*RECORD EXTRACTS*.
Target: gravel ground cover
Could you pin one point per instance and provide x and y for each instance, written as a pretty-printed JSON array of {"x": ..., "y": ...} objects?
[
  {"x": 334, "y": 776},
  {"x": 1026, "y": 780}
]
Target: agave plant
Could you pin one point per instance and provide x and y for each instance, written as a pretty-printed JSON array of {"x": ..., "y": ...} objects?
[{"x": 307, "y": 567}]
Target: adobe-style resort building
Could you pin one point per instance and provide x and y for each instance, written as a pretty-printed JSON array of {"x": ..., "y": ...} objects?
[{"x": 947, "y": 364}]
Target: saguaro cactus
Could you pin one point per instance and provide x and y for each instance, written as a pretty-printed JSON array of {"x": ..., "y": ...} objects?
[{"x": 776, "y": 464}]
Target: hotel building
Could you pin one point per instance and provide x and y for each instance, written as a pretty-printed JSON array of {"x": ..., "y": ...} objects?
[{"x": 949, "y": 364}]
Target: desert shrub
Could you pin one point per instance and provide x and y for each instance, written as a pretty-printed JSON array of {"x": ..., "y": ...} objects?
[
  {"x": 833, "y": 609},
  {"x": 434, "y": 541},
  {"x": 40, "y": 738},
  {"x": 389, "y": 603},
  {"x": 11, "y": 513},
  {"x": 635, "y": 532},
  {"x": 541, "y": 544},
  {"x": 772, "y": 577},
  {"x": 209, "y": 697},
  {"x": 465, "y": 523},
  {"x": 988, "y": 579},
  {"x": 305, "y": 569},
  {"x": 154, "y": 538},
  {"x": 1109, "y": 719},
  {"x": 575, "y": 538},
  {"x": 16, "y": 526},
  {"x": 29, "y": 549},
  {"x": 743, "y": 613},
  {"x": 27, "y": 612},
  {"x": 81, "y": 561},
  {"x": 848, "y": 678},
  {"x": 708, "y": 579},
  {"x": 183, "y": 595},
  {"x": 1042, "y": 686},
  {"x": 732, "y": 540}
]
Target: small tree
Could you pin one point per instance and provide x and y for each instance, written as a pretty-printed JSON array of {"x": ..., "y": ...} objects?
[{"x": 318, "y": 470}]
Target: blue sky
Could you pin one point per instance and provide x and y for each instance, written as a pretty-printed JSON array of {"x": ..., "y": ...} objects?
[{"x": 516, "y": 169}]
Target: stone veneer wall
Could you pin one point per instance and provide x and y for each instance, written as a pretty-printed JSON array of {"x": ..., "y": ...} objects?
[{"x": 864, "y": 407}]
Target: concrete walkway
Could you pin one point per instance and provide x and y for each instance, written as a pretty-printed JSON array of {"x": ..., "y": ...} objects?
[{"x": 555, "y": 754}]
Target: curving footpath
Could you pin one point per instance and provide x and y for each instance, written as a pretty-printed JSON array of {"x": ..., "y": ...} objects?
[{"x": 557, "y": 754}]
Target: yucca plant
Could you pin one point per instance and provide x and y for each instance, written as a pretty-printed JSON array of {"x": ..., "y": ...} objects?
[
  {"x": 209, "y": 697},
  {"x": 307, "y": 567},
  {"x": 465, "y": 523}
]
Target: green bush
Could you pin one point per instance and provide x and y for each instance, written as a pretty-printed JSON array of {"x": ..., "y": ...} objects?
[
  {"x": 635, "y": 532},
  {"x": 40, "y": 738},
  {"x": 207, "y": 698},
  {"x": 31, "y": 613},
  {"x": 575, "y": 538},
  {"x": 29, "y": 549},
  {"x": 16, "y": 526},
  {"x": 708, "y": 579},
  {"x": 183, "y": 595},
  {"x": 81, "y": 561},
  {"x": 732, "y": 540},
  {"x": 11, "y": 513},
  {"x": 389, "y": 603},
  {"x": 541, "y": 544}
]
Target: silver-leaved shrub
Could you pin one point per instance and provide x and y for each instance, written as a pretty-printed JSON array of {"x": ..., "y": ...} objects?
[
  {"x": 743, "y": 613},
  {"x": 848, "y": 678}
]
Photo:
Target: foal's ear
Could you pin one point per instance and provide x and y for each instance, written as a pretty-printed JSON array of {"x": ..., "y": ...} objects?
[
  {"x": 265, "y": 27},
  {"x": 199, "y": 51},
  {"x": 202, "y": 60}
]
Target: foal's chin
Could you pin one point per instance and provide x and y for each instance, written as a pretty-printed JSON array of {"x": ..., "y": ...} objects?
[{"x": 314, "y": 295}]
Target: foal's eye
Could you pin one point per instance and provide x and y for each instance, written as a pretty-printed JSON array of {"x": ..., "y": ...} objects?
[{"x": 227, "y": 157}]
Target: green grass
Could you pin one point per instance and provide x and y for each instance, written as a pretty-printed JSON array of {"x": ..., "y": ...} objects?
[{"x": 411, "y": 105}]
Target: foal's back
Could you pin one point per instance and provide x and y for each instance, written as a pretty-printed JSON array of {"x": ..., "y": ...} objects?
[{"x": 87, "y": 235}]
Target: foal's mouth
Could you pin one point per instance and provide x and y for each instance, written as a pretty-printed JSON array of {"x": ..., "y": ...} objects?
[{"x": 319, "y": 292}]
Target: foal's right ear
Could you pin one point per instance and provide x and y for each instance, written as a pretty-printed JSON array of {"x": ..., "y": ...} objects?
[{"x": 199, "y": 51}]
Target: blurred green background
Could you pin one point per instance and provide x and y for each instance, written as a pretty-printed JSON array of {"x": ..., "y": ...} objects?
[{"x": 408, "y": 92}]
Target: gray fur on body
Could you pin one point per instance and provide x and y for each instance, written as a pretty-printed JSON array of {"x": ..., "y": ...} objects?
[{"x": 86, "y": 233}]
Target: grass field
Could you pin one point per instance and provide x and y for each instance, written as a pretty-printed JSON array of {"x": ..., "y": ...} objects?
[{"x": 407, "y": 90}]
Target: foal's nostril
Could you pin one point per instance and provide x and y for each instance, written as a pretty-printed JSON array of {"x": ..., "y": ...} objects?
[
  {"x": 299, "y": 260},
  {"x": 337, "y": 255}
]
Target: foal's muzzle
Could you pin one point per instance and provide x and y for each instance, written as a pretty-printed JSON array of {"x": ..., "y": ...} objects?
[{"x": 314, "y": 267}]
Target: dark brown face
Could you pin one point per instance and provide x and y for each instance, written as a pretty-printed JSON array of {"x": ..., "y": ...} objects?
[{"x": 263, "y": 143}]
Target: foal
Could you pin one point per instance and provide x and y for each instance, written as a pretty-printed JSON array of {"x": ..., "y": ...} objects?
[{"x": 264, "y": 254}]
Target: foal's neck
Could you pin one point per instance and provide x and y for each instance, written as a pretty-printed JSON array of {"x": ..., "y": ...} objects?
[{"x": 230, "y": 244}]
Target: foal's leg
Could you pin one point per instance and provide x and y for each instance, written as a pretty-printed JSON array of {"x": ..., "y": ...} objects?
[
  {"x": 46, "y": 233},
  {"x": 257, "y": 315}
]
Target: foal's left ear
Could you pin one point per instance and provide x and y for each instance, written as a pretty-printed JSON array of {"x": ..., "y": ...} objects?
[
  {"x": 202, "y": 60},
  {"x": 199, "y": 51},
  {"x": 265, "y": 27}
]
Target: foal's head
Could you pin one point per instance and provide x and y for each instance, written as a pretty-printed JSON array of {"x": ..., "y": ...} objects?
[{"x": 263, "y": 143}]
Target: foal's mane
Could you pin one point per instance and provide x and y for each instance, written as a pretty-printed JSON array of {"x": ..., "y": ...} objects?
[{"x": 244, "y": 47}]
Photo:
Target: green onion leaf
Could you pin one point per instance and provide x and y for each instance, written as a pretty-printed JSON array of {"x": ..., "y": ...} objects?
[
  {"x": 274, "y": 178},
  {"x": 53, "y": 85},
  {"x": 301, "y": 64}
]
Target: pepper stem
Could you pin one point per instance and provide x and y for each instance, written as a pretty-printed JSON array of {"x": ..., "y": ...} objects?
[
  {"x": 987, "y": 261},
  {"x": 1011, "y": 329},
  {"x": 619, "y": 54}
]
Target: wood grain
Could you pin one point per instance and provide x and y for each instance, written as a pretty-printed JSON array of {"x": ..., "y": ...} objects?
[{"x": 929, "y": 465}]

---

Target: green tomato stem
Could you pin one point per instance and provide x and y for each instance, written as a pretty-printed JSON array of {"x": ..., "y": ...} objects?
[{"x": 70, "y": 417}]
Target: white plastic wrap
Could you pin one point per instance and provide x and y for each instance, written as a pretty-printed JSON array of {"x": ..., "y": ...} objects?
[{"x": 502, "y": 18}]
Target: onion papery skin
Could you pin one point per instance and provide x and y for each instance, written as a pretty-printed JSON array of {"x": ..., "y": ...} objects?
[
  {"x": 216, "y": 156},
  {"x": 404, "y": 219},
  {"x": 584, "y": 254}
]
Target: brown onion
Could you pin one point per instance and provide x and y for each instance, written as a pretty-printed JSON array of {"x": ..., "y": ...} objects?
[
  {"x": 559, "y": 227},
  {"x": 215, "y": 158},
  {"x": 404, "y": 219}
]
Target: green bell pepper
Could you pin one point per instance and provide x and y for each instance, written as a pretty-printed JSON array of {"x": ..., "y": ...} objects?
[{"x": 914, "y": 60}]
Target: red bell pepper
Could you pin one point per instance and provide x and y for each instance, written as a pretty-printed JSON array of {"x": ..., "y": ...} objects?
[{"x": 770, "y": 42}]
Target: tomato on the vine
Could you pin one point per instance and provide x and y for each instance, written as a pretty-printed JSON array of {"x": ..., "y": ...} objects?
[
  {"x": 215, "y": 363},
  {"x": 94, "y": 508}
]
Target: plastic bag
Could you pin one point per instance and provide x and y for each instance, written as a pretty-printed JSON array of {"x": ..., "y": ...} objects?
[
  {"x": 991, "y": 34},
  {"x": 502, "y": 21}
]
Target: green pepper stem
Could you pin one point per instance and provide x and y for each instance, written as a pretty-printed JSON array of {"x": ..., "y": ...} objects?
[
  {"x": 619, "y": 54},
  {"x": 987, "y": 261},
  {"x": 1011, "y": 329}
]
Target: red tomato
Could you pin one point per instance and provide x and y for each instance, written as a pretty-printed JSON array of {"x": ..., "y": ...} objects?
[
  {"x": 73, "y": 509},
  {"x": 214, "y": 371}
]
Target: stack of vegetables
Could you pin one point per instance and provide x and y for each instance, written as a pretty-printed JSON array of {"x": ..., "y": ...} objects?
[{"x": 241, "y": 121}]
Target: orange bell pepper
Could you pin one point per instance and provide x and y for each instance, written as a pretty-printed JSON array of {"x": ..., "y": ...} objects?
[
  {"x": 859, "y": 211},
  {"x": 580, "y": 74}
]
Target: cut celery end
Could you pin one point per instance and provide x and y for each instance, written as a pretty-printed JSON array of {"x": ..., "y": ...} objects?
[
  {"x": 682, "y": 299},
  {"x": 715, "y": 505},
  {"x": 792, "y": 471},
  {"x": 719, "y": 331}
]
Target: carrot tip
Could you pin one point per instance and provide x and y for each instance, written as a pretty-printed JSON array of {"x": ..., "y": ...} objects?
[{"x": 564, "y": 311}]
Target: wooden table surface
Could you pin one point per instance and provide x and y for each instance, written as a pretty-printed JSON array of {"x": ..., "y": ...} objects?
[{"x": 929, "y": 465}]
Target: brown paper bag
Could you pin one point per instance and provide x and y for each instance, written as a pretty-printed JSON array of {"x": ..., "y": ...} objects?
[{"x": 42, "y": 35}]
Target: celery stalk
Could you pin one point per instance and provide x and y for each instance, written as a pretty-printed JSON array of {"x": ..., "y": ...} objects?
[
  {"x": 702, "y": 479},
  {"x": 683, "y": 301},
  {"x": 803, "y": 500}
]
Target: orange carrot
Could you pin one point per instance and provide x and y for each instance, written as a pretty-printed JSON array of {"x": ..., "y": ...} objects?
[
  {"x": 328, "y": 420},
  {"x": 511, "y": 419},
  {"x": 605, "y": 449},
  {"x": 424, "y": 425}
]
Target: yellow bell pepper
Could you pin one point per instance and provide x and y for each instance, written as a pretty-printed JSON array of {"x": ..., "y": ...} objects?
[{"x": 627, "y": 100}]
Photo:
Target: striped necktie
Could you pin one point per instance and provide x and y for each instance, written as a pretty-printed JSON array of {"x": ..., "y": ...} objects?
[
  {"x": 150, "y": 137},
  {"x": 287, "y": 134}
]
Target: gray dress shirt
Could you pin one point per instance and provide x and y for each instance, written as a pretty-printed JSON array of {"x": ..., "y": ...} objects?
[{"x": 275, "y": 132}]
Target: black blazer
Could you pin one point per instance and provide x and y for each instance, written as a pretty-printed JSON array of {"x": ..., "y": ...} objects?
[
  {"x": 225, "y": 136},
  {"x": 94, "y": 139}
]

*TASK DESCRIPTION*. Tally the lines in the items above that contain the string "grass", treating case as significant. Reply with the number only.

*ANSWER FOR THE TASK*. 2